Excerpts of location labeling data:
## start

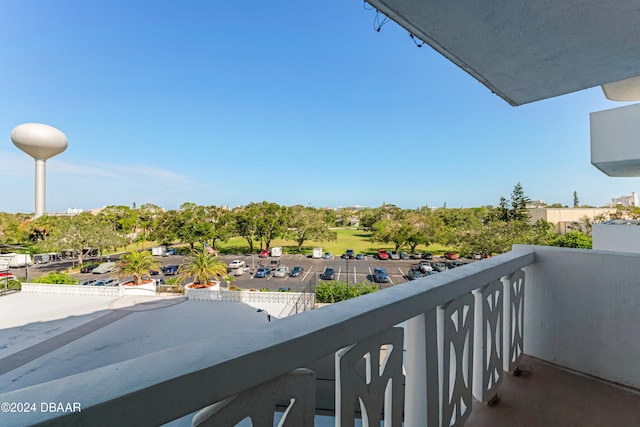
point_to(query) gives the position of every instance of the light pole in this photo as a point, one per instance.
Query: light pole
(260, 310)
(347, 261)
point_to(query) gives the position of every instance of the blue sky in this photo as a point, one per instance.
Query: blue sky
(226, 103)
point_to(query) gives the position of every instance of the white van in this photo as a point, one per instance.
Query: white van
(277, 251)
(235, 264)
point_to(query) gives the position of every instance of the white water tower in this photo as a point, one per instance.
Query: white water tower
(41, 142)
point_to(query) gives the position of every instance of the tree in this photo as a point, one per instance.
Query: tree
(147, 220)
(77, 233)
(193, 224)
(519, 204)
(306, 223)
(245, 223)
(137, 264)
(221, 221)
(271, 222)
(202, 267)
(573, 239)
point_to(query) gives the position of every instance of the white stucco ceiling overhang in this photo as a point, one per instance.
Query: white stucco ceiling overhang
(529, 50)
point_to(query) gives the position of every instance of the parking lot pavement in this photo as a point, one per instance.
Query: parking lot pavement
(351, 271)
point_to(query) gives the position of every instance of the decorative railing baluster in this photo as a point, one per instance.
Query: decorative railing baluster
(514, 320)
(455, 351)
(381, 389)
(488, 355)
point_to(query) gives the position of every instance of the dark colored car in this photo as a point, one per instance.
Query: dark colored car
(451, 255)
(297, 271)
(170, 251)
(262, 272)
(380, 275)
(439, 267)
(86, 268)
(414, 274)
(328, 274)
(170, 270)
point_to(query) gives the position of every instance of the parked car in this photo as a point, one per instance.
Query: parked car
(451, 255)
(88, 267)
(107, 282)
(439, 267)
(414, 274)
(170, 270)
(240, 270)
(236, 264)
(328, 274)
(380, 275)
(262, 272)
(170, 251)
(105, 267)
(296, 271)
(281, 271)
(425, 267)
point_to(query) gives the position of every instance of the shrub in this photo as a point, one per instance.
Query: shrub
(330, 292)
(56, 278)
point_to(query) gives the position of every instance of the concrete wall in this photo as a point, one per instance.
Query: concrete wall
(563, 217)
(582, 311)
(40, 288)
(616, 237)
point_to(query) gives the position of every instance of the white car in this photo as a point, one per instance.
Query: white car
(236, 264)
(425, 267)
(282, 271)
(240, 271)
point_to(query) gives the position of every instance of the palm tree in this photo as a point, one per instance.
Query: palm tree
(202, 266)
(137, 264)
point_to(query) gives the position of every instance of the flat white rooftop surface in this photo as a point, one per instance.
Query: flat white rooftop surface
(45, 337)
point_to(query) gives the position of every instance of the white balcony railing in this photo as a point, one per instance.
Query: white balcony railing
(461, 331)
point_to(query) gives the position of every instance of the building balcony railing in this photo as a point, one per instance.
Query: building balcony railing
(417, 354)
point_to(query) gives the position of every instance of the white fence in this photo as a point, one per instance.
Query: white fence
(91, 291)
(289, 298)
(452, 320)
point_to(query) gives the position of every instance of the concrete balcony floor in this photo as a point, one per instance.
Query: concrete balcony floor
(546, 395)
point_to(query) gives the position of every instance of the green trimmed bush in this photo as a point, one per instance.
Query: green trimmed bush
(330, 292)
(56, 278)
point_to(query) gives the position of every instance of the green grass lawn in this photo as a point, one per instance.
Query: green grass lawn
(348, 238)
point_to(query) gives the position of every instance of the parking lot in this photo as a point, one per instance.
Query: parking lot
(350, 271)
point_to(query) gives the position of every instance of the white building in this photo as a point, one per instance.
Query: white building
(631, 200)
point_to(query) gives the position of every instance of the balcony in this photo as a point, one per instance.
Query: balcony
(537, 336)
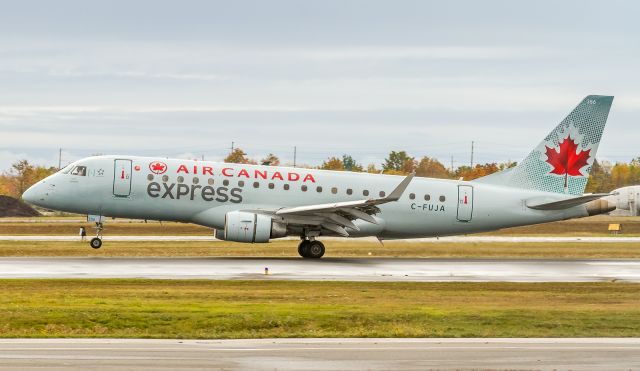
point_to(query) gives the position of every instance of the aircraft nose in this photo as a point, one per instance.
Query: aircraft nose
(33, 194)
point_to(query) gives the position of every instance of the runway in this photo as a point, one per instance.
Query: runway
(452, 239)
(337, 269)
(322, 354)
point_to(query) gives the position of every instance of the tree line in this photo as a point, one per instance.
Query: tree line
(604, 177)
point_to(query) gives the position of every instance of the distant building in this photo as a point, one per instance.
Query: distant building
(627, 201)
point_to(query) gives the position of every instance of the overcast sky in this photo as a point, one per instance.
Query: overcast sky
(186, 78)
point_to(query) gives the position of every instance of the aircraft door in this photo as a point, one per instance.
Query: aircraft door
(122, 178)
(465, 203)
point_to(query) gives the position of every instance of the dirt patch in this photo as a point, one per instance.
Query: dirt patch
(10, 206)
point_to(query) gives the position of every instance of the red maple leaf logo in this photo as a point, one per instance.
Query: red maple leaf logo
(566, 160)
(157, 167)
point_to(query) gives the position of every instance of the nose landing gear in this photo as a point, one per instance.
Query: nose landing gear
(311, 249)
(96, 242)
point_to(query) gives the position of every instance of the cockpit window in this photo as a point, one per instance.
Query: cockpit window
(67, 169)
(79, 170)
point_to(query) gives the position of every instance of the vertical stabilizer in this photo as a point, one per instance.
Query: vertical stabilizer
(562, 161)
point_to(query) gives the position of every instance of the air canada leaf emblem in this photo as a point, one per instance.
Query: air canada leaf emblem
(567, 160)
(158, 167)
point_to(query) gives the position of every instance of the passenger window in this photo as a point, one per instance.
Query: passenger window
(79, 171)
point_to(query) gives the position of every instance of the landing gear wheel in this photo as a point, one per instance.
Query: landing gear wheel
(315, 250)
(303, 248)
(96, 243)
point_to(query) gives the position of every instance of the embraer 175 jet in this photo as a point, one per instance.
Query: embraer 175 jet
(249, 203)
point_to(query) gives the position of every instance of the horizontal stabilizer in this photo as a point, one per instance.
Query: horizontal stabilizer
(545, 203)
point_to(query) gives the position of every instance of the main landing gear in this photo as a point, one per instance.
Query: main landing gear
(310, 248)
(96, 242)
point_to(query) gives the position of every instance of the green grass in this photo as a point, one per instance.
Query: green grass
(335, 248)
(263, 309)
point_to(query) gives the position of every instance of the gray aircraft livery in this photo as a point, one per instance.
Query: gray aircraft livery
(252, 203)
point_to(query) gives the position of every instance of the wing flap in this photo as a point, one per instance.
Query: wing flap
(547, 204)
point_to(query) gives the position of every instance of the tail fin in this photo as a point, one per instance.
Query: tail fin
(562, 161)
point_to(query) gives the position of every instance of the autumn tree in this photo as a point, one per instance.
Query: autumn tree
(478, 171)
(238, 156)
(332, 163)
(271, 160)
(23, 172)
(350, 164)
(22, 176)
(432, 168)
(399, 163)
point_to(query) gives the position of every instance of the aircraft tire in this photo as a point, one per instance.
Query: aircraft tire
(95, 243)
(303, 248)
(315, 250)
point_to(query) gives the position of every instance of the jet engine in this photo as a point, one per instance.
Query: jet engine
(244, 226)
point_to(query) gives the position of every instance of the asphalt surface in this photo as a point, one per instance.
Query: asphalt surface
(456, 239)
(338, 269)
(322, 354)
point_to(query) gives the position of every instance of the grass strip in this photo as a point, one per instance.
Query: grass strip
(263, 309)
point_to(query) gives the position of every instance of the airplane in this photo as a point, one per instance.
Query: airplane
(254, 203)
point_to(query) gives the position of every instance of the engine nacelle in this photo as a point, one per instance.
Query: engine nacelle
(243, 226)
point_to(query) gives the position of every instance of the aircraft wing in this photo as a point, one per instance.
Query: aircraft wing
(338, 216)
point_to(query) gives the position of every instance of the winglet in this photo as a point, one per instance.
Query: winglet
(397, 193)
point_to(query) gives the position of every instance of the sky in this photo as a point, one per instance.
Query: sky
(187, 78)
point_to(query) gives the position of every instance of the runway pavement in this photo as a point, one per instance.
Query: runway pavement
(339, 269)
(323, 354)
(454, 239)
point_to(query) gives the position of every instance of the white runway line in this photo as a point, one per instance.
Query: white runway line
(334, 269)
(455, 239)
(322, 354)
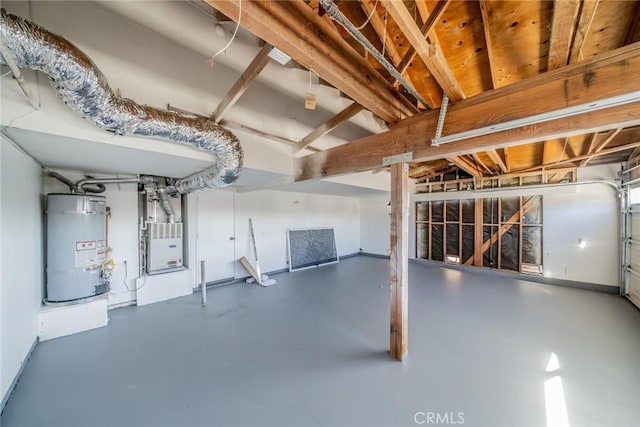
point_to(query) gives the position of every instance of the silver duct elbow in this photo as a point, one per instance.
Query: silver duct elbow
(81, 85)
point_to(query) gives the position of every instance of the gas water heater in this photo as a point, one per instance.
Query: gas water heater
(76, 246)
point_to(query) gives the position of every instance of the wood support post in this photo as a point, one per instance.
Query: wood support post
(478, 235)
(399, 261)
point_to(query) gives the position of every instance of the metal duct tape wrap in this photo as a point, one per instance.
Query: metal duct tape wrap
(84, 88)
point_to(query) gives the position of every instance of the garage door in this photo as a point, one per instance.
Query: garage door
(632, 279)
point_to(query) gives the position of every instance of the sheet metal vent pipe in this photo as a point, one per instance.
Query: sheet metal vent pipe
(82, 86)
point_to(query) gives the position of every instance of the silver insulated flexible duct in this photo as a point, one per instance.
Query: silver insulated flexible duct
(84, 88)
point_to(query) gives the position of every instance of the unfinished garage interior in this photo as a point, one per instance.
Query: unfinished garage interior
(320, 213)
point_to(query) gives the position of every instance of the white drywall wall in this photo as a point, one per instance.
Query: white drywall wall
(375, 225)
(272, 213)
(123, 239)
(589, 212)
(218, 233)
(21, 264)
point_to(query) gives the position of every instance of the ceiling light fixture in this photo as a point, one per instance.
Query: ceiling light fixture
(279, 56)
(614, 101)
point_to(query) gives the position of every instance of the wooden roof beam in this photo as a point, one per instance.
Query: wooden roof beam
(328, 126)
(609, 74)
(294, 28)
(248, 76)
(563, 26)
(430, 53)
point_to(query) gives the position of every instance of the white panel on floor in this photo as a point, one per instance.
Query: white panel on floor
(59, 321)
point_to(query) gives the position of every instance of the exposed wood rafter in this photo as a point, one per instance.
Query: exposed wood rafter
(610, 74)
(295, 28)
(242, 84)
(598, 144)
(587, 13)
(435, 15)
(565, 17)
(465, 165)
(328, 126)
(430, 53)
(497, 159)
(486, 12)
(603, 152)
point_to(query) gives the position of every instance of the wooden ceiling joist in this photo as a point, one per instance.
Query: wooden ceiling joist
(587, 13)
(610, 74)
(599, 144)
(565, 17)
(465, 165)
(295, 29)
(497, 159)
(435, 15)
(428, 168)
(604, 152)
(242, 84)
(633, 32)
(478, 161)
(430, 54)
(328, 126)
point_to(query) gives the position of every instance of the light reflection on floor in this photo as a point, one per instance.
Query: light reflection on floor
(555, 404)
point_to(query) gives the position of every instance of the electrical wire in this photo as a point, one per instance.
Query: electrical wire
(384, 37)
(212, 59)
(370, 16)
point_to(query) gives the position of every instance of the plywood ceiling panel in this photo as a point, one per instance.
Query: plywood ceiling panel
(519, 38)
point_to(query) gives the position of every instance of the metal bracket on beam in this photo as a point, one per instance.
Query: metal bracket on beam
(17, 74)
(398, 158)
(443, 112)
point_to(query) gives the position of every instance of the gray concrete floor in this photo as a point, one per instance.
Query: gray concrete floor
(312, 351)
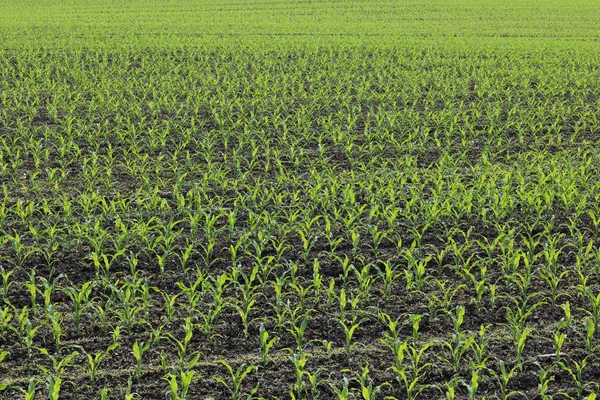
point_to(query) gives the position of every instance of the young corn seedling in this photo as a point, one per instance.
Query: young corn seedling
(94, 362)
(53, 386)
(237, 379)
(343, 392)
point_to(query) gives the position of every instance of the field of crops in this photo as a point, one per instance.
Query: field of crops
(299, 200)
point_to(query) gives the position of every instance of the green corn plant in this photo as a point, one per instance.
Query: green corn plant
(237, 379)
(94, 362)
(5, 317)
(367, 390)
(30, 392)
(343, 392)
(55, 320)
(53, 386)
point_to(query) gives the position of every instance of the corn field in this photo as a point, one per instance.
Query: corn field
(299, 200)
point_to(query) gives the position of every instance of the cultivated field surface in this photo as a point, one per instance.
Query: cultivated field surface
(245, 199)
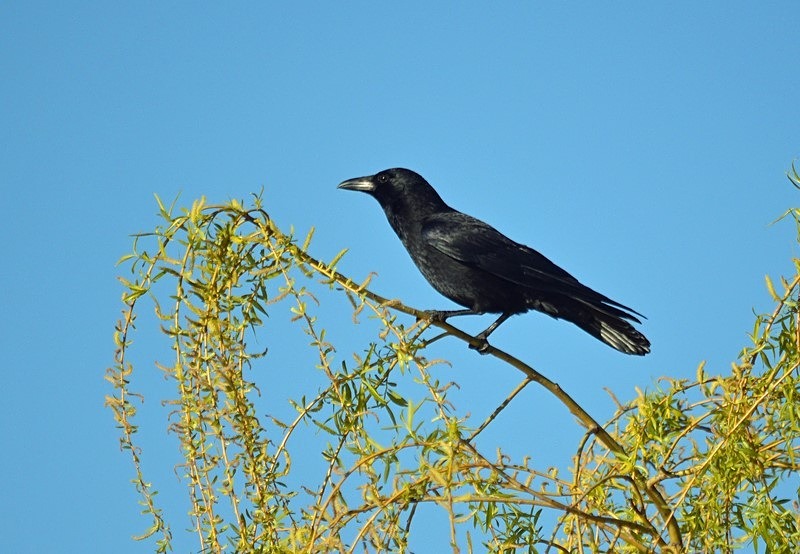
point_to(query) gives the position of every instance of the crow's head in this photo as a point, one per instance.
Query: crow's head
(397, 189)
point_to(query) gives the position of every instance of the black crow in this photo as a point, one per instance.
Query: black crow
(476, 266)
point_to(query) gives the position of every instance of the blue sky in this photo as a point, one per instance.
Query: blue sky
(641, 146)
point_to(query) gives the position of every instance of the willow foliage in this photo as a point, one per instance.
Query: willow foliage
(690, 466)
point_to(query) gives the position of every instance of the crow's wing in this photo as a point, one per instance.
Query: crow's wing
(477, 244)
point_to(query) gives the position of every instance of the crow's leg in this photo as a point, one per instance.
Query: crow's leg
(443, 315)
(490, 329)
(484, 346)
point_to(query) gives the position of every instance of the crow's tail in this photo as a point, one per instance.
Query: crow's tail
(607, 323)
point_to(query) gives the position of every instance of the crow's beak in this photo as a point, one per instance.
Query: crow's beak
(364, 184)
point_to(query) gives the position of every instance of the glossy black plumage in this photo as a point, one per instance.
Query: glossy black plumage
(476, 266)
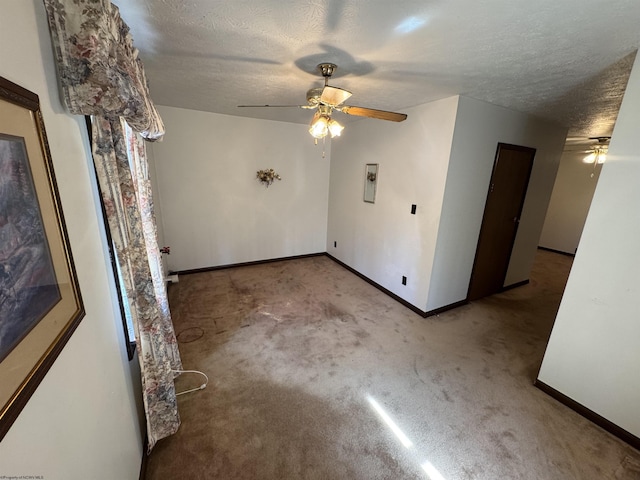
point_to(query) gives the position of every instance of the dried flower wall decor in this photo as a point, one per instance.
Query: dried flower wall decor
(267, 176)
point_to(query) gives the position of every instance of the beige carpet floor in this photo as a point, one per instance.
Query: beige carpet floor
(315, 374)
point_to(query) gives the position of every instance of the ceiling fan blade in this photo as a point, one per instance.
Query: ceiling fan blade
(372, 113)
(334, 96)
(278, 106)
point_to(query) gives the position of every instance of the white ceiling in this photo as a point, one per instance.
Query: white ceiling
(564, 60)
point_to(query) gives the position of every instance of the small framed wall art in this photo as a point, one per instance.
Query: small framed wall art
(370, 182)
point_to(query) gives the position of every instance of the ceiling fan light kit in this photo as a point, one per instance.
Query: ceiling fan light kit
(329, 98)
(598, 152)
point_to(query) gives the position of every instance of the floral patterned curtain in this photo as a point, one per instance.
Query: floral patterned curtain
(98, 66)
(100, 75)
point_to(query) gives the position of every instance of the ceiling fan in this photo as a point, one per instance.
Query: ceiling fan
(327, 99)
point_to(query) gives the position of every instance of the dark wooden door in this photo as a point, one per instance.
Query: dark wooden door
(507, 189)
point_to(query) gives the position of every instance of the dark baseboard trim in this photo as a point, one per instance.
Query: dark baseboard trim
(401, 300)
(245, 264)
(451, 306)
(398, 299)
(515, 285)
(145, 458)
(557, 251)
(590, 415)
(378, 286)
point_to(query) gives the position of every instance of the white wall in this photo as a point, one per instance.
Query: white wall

## end

(PROBLEM REQUIREMENTS): What are the lines from the one with "fan blade in" through the last line of the records above? Quote them exactly and add nothing.

(WRITTEN ANSWER):
point_to(query) gives the position of every instance of the ceiling fan blade in this photo as a point, one per instance.
Query: ceiling fan blade
(372, 113)
(334, 96)
(278, 106)
point_to(query) gives the position of every instance of the white ceiling in this photo as a point, one per instance.
Query: white ceiling
(564, 60)
point_to(query) gives the position of every instance of the small framed wall art in this photo as a point, one per instance.
Query: small framed wall art
(370, 182)
point_to(query) gives the position of every instance of the ceiling fan light kit in this photo as a point, one per instance.
Query: ceiling fan light kit
(329, 98)
(598, 152)
point_to(query) gives the position of every instance of the floral patterned curtain in this photo as a point, one per instance.
Query: floral patterned curtain
(98, 66)
(100, 75)
point_to(query) gives the position of every instance of the ceiling fan in this photo as a point, one per instance.
Query: ceiling fan
(327, 99)
point_to(query) gives the position of every instance of the dark wooden door in this photo as a point, one per instance.
Query: dark wooden door
(507, 189)
point_to(query) gives the position of every instance of the dark baseboard trim in this photo as a point, one per instance.
Query: dark baseboard trim
(401, 300)
(245, 264)
(451, 306)
(398, 299)
(515, 285)
(145, 458)
(557, 251)
(590, 415)
(378, 286)
point_to(query) gives the position of every instance of the white wall in this photo as a point, one per instance.
Query: white wall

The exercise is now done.